### TASK DETAILS
Pick each line containing "clicks" out of the records.

### EXERCISE DATA

____________________

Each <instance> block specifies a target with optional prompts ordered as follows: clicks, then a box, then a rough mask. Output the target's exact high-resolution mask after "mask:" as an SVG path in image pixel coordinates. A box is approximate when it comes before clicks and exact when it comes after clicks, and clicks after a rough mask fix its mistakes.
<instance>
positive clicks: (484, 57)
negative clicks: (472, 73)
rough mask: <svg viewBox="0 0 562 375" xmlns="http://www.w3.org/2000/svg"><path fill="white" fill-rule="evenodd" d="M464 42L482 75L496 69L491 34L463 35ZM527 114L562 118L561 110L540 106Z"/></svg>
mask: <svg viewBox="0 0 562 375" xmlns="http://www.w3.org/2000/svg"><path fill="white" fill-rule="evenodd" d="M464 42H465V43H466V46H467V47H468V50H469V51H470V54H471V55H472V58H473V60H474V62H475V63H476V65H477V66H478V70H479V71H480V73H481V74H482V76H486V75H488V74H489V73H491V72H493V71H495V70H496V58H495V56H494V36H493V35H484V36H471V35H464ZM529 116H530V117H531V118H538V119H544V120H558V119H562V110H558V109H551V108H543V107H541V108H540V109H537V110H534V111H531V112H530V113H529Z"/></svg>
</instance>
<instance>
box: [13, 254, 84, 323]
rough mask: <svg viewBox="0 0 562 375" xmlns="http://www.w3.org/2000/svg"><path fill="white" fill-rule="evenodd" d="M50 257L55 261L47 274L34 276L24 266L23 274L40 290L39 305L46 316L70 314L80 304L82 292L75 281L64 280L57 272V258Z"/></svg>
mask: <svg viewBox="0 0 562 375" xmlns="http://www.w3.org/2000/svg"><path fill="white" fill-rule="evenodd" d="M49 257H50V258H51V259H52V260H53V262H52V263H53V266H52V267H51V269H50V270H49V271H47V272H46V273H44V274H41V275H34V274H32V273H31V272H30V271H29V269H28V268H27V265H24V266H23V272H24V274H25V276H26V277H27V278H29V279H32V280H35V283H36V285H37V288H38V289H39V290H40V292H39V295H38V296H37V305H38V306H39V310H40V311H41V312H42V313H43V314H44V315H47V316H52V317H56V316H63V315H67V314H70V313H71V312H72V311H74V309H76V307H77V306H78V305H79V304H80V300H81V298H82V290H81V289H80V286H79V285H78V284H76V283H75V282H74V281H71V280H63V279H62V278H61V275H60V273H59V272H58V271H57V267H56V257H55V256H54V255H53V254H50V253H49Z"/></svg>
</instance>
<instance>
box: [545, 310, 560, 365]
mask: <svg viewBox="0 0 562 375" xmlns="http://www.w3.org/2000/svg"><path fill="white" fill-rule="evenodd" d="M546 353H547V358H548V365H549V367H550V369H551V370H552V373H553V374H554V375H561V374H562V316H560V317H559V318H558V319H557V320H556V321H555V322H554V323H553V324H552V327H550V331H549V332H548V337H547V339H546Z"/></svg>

____________________

### RESULT FOR THIS TASK
Each <instance> block specifies a target with optional prompts ordered as follows: clicks, then a box, then a rough mask. Output the target's exact high-resolution mask after "mask:" as an SVG path in image pixel coordinates. A box is approximate when it comes before clicks and exact when it comes after clicks, and clicks after a rough mask fix its mistakes.
positive clicks: (484, 57)
negative clicks: (472, 73)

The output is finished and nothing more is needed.